(Coordinate labeling data)
= = = = = = =

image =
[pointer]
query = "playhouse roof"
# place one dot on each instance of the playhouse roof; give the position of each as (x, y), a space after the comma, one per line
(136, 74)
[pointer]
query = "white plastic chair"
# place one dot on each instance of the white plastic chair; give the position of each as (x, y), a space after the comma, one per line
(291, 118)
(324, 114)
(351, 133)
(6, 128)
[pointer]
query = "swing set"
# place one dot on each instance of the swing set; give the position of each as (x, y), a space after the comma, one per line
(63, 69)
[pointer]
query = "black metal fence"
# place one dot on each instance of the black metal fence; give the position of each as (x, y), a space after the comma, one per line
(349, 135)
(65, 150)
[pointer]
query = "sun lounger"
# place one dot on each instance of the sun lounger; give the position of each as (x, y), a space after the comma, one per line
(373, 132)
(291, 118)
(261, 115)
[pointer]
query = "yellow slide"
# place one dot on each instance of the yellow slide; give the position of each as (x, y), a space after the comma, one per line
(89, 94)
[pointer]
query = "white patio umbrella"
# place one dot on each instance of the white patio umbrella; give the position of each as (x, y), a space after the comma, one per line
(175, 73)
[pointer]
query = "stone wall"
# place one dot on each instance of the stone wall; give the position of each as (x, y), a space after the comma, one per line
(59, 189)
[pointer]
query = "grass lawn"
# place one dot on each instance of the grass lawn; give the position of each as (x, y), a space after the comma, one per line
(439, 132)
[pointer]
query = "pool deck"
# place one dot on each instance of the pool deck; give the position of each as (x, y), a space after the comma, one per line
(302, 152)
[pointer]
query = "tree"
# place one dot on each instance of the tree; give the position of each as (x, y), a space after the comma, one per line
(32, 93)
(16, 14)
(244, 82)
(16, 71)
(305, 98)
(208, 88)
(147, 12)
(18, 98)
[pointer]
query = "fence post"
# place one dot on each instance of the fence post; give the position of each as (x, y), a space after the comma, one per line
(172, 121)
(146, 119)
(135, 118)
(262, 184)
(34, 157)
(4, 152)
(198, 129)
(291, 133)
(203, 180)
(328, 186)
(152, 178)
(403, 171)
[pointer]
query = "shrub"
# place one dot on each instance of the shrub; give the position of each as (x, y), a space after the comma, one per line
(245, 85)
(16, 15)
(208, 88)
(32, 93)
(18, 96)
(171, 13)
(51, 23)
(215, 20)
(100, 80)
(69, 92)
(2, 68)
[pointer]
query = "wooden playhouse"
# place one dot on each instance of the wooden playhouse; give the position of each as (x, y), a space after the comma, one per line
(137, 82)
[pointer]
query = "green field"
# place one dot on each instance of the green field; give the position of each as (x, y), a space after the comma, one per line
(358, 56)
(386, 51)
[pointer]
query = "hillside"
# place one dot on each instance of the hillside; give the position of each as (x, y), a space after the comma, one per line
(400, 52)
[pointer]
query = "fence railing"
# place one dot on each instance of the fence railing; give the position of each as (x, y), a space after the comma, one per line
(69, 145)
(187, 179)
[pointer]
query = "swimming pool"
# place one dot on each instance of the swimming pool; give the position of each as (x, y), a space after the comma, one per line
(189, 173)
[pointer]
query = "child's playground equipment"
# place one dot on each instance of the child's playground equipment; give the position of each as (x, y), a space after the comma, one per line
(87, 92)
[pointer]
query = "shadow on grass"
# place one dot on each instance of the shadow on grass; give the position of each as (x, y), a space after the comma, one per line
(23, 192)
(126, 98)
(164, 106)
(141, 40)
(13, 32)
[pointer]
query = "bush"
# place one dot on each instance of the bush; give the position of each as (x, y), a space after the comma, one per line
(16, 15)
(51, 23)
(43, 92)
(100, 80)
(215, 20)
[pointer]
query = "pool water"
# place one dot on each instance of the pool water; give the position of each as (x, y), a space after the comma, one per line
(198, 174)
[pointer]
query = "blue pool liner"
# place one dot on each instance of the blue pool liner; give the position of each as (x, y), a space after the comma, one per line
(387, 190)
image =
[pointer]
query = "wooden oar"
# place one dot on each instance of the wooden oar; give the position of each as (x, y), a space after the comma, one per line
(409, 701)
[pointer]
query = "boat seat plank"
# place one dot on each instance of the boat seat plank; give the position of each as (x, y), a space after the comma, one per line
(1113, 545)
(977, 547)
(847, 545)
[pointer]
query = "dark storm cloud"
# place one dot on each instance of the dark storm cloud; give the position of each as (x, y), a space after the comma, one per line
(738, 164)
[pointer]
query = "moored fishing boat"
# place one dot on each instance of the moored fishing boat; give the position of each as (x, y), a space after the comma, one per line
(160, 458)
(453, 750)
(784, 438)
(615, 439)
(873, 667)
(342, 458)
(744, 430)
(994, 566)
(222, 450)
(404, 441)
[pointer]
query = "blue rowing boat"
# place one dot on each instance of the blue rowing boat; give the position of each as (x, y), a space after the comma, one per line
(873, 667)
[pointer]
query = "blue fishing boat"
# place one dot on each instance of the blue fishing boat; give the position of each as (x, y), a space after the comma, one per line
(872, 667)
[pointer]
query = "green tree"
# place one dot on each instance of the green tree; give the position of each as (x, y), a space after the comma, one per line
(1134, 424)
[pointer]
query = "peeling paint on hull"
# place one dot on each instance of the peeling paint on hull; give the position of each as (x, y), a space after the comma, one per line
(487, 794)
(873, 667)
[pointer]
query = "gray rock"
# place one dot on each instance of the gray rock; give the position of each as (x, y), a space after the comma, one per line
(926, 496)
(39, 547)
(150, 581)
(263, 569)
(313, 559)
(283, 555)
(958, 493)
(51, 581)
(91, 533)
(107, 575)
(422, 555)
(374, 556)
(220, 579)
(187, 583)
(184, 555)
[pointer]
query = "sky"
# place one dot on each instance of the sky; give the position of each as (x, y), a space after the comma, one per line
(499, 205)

= = = = = = =

Description of the task:
Exactly as written, please output every entry.

Exercise output:
image =
[pointer]
query = "playhouse roof"
# place one dot on each instance of the playhouse roof; give the position of each as (x, y), a space after the comma, one per line
(136, 74)
[pointer]
query = "white plastic chair"
# place one dot on each instance of the white plastic chair; give the position of each as (x, y), a space after the comma, one per line
(291, 118)
(324, 114)
(351, 133)
(6, 128)
[pointer]
query = "swing set"
# place one dot on each instance of the swing set; give the position of each as (x, y), a space after the comma, one per line
(63, 69)
[pointer]
query = "black metal fence"
# place one dot on each instance of the black metal fence; give the position of each as (x, y), a space after the comma, one per line
(349, 135)
(65, 150)
[pointer]
query = "sun lounger"
# place one dot on each instance of the sun lounger; give the position of each as (x, y), a space after the comma, one per line
(373, 132)
(291, 118)
(261, 115)
[pointer]
query = "yellow slide"
# place one dot on each instance of the yellow slide; give the position of each as (x, y), a space after the comma, one per line
(89, 94)
[pointer]
query = "white patio umbrella"
# place one dot on each instance of the white patio umbrella; give the position of each as (x, y), a space after the comma, one per line
(175, 73)
[pointer]
query = "stone wall"
# place one dot on each instance of the stone wall; give the position of each as (x, y), a space after the comma, one per line
(59, 189)
[pointer]
query = "grass lawn"
# place one dot on each instance of the grass lawn; give the position of each as (x, y), a space after the comma, one per line
(439, 132)
[pointer]
query = "pool deck"
# place one dot on each instance of the pool deck; give the position of each as (x, y), a space after the comma, one per line
(302, 152)
[pointer]
query = "tree"
# place one dot on each instance of the tree; give the position of each as (x, y), a space after the comma, one per line
(32, 93)
(16, 14)
(244, 82)
(16, 71)
(305, 98)
(208, 88)
(147, 12)
(18, 98)
[pointer]
query = "fence post"
# place one dot on each instance of the fence post; give the position of each as (x, y), a space after the comma, one per line
(172, 121)
(146, 119)
(135, 118)
(262, 184)
(34, 157)
(4, 152)
(198, 129)
(291, 133)
(203, 180)
(328, 186)
(152, 178)
(403, 171)
[pointer]
query = "shrub"
# place one dot on each instance of the shrub; give the position of each as (x, y), a space after the comma, one per line
(245, 85)
(16, 15)
(208, 88)
(32, 93)
(18, 96)
(171, 13)
(51, 23)
(215, 20)
(100, 80)
(69, 92)
(2, 68)
[pointer]
query = "wooden playhouse"
# place one dot on each instance of the wooden playhouse; give the position of each as (x, y), a space after the comma, one per line
(137, 82)
[pointer]
query = "green field"
# place one dot on each instance of the green field; give the position of each as (x, y), a space after the comma, one per line
(358, 56)
(386, 51)
[pointer]
query = "hillside"
# place one dot on each instance of the hillside; give the position of each as (x, y), a space after the comma, one per line
(400, 52)
[pointer]
query = "fence railing"
# place one dot on each instance of the fence railing; give the position of each as (x, y), a space after the comma, one per line
(69, 145)
(187, 179)
[pointer]
query = "swimming pool"
# place one dot on each instance of the swimming pool; give the position of each as (x, y), a space after the comma, one per line
(189, 173)
[pointer]
query = "child's playground equipment"
# place one dot on each instance of the child's playground equipment; give the position of each as (x, y), a space after the comma, one per line
(87, 92)
[pointer]
query = "shadow on grass"
# place one dot on each instance of the shadow on grass; give the position of each as (x, y), a space after the comma, one per line
(23, 192)
(126, 98)
(164, 106)
(141, 40)
(13, 32)
[pointer]
query = "bush"
# place one dot on each instance of the bush; give the position of each as (x, y), a space after the comma, one per line
(16, 15)
(51, 23)
(43, 92)
(100, 80)
(215, 20)
[pointer]
query = "pool water"
# place one dot on each instance of the pool water; give the position of each as (x, y), a space after the comma, one per line
(198, 174)
[pointer]
query = "blue pool liner"
# place one dot on each instance of the blue pool liner; give the position of each as (x, y), a space after the comma, one per line
(387, 190)
image =
[pointer]
query = "wooden oar"
# place one dot on each instance of the wooden oar; give the position of each as (x, y), a space after the comma, one per line
(409, 701)
[pointer]
query = "boat seat plank"
# place one dot on each instance of the boat seat plank; give the position of each as (x, y), a space after the comma, one per line
(1113, 545)
(977, 547)
(847, 545)
[pointer]
query = "dark storm cloud"
# place one dot on each instance of the dark storm cloud; give the position of each as (x, y), a space after the comma, one per line
(738, 164)
[pointer]
query = "moored fishing boat"
# place one dot on each instance of the moored fishing boat; give the position of each as (x, y), a space after the comma, one per line
(160, 458)
(453, 750)
(784, 438)
(615, 439)
(873, 667)
(342, 458)
(744, 430)
(994, 566)
(222, 450)
(404, 441)
[pointer]
query = "blue rowing boat"
# place one dot on each instance of the blue rowing boat; give the position of each as (x, y), a space after the comma, one per line
(873, 667)
[pointer]
query = "blue fishing boat"
# place one dot on each instance of the blue fishing boat; give the position of each as (x, y), a space after the comma, one per line
(872, 667)
[pointer]
query = "green tree"
# place one dot on each instance of the green tree; give the position of each as (x, y), a space after the comma, one per line
(1134, 424)
[pointer]
query = "peeling paint on hull"
# place one dot on each instance of the peeling paint on hull; give the position of each as (x, y), a space after the comma, one per line
(487, 794)
(873, 667)
[pointer]
query = "gray rock"
# place one dot on each instance of the gray rock; give the position of each as (x, y), a space after the comma, one per line
(926, 496)
(39, 547)
(150, 581)
(263, 569)
(313, 559)
(283, 555)
(958, 493)
(51, 581)
(91, 533)
(107, 575)
(422, 555)
(374, 556)
(220, 579)
(187, 583)
(184, 555)
[pointer]
query = "sky"
# place one dot on each instance of the sky; give the position of each as (x, y), a space after the comma, one per line
(499, 205)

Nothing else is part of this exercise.